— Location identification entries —
────────────────────────────────────────
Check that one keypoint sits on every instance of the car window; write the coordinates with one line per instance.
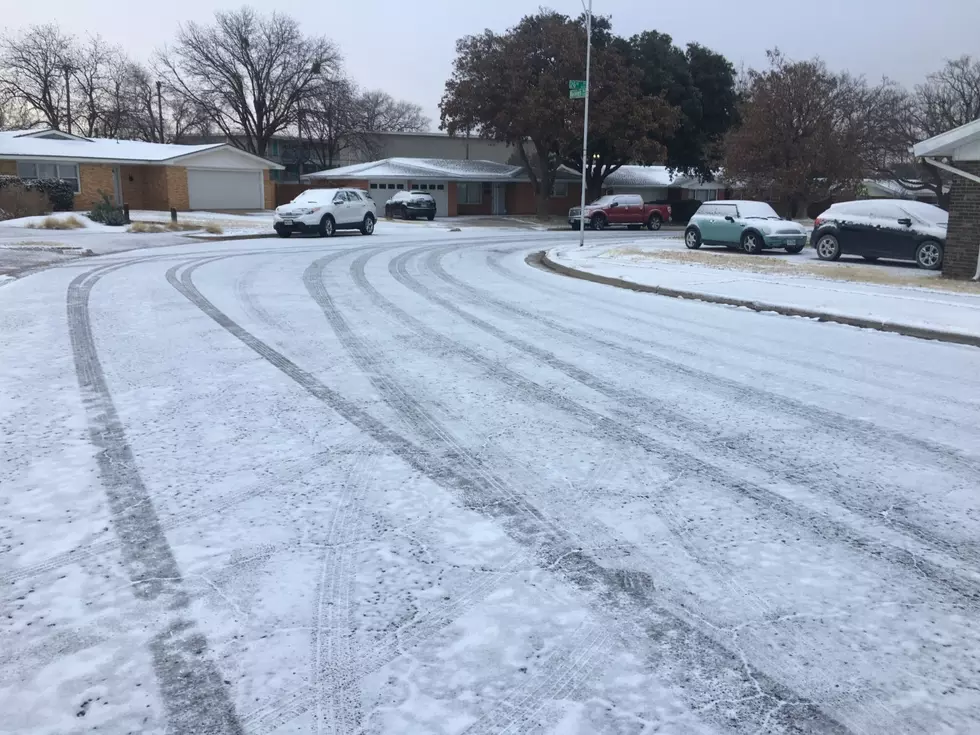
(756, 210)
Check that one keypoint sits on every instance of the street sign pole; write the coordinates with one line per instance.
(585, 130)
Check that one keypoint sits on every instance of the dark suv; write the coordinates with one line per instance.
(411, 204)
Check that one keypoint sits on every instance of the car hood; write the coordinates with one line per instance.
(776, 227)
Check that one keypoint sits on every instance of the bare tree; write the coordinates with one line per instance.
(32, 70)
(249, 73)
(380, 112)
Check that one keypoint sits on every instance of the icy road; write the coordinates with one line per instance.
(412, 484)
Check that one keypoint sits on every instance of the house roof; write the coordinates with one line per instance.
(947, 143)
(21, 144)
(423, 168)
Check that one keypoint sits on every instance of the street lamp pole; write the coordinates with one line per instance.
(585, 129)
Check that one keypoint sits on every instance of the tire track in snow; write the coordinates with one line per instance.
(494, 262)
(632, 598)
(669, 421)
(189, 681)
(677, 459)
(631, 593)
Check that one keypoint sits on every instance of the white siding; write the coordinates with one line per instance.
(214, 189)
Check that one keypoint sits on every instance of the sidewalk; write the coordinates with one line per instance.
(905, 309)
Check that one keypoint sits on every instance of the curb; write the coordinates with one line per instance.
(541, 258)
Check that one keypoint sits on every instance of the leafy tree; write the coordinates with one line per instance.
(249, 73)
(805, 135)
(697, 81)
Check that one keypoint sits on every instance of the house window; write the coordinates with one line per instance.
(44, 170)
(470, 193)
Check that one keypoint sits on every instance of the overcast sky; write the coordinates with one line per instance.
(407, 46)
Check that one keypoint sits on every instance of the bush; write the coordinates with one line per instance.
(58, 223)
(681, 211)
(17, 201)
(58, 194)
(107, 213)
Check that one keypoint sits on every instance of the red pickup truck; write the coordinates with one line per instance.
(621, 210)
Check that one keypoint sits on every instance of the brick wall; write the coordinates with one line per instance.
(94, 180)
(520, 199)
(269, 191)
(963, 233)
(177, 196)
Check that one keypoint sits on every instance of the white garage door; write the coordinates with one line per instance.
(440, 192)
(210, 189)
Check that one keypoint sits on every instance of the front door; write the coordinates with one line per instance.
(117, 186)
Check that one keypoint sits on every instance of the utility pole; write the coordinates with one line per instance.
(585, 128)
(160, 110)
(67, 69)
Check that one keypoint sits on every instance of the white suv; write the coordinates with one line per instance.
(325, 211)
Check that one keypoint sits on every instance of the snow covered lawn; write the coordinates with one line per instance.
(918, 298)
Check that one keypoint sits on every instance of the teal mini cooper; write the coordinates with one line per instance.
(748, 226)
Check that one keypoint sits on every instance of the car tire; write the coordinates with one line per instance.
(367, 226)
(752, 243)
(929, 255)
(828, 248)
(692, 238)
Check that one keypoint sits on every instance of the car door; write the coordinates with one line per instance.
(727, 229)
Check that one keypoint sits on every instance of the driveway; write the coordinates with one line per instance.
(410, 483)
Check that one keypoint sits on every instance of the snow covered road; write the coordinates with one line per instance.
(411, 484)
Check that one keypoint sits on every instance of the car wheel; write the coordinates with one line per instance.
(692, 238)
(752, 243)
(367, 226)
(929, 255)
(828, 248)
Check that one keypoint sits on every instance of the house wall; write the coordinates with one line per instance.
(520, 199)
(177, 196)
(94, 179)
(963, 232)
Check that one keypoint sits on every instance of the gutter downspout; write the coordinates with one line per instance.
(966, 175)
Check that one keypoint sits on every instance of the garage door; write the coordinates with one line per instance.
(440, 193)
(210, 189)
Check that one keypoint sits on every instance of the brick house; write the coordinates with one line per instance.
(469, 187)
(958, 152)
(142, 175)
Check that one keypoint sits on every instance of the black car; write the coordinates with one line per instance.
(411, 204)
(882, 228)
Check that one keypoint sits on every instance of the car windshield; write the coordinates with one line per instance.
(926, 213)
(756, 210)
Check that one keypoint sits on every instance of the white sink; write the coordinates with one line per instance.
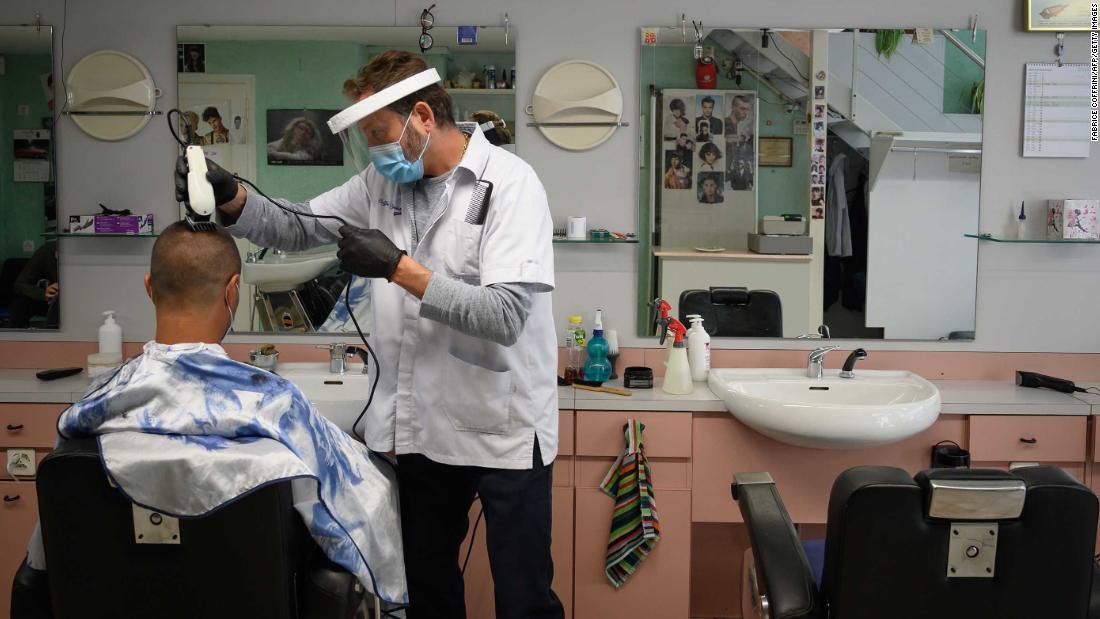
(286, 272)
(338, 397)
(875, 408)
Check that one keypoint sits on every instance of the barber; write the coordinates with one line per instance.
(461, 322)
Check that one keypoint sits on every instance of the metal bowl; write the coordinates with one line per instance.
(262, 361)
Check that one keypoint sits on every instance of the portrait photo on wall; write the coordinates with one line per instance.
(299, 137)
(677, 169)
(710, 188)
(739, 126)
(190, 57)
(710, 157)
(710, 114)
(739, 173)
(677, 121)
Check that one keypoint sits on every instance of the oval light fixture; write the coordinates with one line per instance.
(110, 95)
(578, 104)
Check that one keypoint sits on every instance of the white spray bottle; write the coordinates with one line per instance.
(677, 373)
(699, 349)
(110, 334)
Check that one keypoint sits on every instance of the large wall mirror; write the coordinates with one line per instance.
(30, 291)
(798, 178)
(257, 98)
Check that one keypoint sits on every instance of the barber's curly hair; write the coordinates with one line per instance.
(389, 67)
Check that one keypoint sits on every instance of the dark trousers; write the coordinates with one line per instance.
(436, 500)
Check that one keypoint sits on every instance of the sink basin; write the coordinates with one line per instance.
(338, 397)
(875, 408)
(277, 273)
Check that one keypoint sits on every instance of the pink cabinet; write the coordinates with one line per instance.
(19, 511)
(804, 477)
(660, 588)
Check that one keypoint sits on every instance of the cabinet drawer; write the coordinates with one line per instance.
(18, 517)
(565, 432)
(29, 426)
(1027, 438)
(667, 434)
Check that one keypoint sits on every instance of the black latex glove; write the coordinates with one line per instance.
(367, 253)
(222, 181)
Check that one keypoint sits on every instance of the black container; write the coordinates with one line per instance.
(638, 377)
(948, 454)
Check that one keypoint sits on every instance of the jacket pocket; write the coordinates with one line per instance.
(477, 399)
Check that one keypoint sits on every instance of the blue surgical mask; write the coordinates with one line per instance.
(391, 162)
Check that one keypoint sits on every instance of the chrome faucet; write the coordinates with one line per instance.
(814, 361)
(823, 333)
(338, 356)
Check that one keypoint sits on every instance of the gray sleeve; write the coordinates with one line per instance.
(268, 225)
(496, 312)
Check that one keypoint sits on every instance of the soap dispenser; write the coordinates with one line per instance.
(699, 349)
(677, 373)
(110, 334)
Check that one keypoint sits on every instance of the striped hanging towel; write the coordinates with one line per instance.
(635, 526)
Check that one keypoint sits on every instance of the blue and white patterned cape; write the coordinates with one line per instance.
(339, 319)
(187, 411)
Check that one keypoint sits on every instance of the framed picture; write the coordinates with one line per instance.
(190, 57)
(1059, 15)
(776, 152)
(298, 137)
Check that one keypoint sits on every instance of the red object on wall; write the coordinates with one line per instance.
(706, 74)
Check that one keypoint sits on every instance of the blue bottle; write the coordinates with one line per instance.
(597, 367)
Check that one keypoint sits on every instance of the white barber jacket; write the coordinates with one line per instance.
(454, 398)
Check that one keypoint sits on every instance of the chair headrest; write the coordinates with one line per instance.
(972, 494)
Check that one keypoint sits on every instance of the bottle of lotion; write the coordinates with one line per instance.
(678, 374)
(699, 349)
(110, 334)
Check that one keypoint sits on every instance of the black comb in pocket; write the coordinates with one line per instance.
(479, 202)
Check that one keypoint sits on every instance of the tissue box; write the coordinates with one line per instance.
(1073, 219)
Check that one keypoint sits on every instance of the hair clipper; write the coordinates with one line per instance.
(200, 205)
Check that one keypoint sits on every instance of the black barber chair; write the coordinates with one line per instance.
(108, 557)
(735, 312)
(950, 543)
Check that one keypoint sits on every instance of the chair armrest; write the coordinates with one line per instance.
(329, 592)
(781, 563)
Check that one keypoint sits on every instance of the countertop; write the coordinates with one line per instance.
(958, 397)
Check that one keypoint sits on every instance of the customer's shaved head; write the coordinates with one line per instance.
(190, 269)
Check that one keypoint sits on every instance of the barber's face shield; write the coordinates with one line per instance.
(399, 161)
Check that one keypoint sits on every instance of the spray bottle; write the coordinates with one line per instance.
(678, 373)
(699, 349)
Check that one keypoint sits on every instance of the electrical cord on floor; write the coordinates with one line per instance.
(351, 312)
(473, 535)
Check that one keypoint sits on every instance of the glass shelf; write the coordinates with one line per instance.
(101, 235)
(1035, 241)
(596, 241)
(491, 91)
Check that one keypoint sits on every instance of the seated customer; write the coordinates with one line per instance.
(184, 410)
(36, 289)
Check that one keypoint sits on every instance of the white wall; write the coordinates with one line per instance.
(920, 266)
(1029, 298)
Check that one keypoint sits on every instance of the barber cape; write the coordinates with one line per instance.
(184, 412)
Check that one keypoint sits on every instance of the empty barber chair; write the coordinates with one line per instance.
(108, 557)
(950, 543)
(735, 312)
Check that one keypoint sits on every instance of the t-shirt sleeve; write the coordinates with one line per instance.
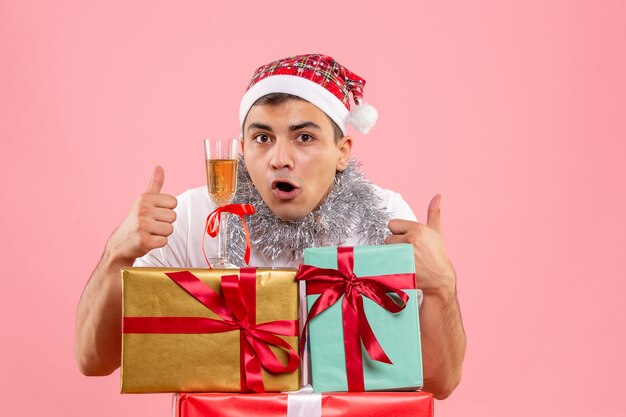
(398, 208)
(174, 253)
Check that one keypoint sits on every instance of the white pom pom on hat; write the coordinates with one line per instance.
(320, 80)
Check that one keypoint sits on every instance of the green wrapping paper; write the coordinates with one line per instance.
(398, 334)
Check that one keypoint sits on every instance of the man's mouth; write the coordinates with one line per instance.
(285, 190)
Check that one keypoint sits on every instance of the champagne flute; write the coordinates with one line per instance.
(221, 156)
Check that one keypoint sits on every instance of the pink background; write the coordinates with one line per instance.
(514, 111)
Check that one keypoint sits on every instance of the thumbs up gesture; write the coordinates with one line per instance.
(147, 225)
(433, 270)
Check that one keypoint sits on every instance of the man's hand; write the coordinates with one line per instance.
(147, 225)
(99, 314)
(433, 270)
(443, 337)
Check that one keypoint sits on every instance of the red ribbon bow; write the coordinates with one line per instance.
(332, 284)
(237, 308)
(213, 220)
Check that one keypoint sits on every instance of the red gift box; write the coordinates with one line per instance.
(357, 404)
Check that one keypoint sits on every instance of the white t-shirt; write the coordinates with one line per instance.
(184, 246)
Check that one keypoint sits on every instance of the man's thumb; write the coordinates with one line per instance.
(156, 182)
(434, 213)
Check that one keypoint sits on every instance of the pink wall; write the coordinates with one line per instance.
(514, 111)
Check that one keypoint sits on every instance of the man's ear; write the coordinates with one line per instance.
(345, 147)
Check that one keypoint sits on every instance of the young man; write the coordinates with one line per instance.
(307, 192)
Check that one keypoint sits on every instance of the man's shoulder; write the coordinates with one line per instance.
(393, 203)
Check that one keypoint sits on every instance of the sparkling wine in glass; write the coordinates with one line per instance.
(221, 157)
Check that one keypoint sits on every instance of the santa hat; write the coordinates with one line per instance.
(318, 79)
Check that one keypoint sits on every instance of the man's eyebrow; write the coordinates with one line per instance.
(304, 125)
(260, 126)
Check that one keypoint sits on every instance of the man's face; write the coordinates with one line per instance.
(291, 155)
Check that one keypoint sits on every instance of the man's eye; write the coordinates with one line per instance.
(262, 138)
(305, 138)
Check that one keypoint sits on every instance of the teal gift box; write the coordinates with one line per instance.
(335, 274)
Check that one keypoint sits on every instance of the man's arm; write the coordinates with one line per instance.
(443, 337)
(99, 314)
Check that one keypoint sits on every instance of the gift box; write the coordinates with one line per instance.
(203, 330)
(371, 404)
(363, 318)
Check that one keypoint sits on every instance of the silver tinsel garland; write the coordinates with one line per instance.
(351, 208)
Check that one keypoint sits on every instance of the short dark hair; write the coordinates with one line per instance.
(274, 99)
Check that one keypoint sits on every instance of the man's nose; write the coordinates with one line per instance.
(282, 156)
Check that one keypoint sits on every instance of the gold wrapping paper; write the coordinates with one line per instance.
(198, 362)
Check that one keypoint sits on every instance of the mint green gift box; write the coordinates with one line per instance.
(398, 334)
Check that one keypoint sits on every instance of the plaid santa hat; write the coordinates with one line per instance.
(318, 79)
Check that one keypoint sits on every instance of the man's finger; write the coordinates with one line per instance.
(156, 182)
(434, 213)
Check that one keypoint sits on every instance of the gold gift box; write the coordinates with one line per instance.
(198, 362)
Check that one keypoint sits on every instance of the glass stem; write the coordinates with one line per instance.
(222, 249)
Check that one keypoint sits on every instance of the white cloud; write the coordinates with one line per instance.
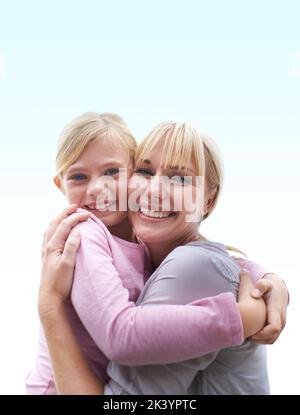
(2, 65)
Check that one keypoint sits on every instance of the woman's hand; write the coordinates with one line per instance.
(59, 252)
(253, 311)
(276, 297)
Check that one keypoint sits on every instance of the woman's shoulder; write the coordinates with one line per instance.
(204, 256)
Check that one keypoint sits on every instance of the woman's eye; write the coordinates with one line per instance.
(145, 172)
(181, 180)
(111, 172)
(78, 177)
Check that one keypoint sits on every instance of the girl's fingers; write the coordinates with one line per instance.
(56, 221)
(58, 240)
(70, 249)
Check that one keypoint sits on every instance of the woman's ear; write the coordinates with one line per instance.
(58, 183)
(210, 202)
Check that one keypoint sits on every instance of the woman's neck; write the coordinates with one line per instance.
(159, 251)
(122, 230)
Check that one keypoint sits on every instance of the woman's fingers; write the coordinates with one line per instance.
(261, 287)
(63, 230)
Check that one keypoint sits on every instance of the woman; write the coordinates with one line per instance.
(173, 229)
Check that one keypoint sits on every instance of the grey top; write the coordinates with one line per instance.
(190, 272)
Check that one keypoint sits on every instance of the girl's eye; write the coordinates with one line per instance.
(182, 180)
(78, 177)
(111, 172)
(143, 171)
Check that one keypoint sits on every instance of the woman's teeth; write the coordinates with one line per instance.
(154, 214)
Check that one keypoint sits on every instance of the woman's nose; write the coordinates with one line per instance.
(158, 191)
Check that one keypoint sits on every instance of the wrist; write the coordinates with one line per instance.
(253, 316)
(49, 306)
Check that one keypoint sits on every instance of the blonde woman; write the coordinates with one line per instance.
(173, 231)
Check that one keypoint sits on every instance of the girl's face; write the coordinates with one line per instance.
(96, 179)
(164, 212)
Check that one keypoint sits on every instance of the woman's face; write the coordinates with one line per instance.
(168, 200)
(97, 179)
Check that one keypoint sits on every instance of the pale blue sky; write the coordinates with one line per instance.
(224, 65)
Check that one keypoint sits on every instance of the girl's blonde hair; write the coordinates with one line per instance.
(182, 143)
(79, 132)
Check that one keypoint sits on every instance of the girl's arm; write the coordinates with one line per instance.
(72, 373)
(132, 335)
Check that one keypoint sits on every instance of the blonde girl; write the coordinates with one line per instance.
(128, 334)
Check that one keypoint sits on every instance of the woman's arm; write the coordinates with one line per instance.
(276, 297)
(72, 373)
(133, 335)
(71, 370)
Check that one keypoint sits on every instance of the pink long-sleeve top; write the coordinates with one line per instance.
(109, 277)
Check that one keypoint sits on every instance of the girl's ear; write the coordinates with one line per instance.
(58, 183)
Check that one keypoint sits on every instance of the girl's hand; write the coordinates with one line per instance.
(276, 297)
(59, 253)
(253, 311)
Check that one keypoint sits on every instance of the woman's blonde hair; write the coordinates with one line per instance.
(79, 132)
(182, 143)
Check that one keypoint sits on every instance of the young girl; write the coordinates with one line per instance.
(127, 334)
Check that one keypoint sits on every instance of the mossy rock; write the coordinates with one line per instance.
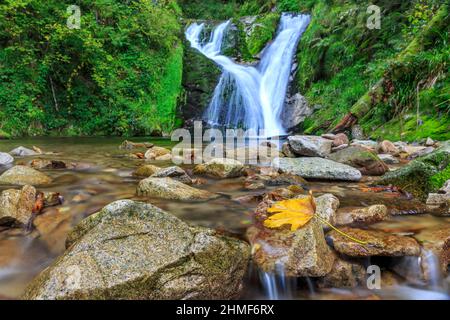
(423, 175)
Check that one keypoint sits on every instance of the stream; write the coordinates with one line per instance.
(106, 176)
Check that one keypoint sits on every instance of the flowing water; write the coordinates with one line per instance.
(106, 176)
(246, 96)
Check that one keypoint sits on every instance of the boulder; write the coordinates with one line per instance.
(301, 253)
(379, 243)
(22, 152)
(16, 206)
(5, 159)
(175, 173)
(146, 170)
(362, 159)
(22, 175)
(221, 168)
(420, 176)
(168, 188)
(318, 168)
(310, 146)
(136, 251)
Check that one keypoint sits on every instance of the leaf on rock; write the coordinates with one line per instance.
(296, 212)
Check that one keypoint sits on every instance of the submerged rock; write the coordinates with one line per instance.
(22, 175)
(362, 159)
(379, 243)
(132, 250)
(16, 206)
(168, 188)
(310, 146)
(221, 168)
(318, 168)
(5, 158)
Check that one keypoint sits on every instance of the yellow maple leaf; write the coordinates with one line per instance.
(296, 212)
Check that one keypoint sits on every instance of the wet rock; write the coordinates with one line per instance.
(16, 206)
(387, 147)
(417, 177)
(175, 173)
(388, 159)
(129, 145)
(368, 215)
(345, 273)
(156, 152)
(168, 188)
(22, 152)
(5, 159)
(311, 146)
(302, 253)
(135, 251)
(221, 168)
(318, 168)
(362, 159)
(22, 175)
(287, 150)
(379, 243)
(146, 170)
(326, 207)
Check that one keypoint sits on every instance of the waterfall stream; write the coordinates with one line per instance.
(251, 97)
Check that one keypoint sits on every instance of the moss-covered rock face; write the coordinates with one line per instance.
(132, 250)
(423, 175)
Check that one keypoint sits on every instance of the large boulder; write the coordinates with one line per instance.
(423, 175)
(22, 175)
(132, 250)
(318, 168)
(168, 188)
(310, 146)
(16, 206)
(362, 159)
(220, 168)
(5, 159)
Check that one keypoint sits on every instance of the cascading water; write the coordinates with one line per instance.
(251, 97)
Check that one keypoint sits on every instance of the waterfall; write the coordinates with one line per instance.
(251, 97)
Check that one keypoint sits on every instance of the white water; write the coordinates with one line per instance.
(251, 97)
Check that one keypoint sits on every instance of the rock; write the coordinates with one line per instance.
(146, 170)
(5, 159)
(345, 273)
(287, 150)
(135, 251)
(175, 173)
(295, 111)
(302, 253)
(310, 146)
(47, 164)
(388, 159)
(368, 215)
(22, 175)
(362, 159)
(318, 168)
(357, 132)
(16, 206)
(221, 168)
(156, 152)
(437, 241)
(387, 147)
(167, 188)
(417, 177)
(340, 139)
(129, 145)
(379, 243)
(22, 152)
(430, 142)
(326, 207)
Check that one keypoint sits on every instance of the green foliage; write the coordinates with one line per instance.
────────────────────────────────────────
— Problem —
Copy out word for word every line of the records, starting at the line that contains "the waterfall stream;" and continuing through the last line of the records.

— Reply —
Check that one keypoint sits on every instance of the waterfall stream; write the coordinates with one line per instance.
(251, 97)
Check that one keypoint sits on every instance of the moss-covered rock face; write the coordinates with one line per instance.
(132, 250)
(423, 175)
Check that one keypoint sits on every instance of the large boulder; write the coordinates with one line per instance.
(423, 175)
(22, 175)
(132, 250)
(318, 168)
(168, 188)
(310, 146)
(16, 206)
(362, 159)
(220, 168)
(5, 159)
Check that one keypoint sits on every instance of the cascading water; write the coordinates with one line per instance.
(251, 97)
Check that one keypoint sits on every instance of the waterfall; write the coordinates with one line per instance.
(251, 97)
Check that one keypoint sits on every instance of the white water; write the coordinates with one line per instance.
(251, 97)
Check that one keypoint sits on every instance of the rock; write the coordinates with one line per instance.
(146, 170)
(5, 159)
(345, 273)
(287, 150)
(135, 251)
(175, 173)
(295, 111)
(302, 253)
(310, 146)
(47, 164)
(388, 159)
(368, 215)
(22, 175)
(362, 159)
(318, 168)
(357, 132)
(16, 206)
(221, 168)
(156, 152)
(437, 241)
(387, 147)
(167, 188)
(417, 177)
(340, 139)
(129, 145)
(379, 243)
(22, 152)
(430, 142)
(326, 207)
Check that one keypoint sits on every instance of the green foliage; write the coordinates with one line per instance.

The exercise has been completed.